— START DOCUMENT —

Presentation Title

ARMA Models for Detection of Earthquake-Induced Damage in Instrumented Buildings

Abstract

System identification is the process of developing or improving a mathematical representation of a physical system using experimental data. The main advantage of system identification is the improvement of the analytical model of a structure. When performing system identification experiments, it is important to have appropriate input(s) and output(s). The identification task is to identify a model which properly find a map between input and output.

Techniques to identify a model from input and output data typically contain two steps: First, a family of candidate models is chosen and the particular member in this family is determined which satisfactorily describes the observed data. The determination is based on some error criterion such as minimizing the measurement residuals due to the input and output noises. Second, the determined model is transformed to the desired form for further use such as modal parameter identification or controller designs.

Assessing the state of health of structural systems after extreme loadings such as ground motions is a way to determine whether the structure is safe to use or not. A strategy that has great potential for post-earthquake safety assessment is the use of measurements obtained from sensors. Although this idea is immediately appealing, there are many difficulties in transferring the concept to an approach that can operate robustly in the conditions encountered in practice. Some facts worth noting from the outset are:

  • Structures are only partially instrumented; a typical situation is to have instrumentation at the base, the roof, and perhaps one or two intermediate floors.

— END DOCUMENT —

#### EXERCISE BRIEF:
Copy the passage from the abstract on ARMA models for earthquake damage detection word for word, starting at "Presentation Title" and ending at "input and output.".

— START ENTRIES SHOWN —

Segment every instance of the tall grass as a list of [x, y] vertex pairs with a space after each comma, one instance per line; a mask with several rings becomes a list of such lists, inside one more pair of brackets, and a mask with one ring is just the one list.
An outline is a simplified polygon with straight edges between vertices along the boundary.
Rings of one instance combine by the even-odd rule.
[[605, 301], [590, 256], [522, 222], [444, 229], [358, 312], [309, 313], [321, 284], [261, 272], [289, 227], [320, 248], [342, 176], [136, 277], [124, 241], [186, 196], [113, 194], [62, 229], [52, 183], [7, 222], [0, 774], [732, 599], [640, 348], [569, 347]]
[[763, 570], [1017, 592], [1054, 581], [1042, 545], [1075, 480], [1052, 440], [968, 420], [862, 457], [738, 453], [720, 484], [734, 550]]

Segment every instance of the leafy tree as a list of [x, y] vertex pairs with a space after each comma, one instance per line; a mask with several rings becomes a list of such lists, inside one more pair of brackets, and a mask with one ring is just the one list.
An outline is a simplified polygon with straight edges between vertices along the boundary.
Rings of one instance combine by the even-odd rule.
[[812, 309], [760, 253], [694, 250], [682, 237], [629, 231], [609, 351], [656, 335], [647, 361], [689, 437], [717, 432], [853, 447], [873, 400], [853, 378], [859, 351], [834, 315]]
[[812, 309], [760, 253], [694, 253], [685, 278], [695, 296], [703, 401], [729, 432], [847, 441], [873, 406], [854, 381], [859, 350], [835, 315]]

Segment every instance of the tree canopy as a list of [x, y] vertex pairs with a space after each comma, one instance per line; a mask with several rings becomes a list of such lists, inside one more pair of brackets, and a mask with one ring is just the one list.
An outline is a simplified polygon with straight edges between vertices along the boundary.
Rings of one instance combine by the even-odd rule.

— END ENTRIES SHOWN —

#### ANSWER TO THIS TASK:
Presentation Title

ARMA Models for Detection of Earthquake-Induced Damage in Instrumented Buildings

Abstract

System identification is the process of developing or improving a mathematical representation of a physical system using experimental data. The main advantage of system identification is the improvement of the analytical model of a structure. When performing system identification experiments, it is important to have appropriate input(s) and output(s). The identification task is to identify a model which properly find a map between input and output.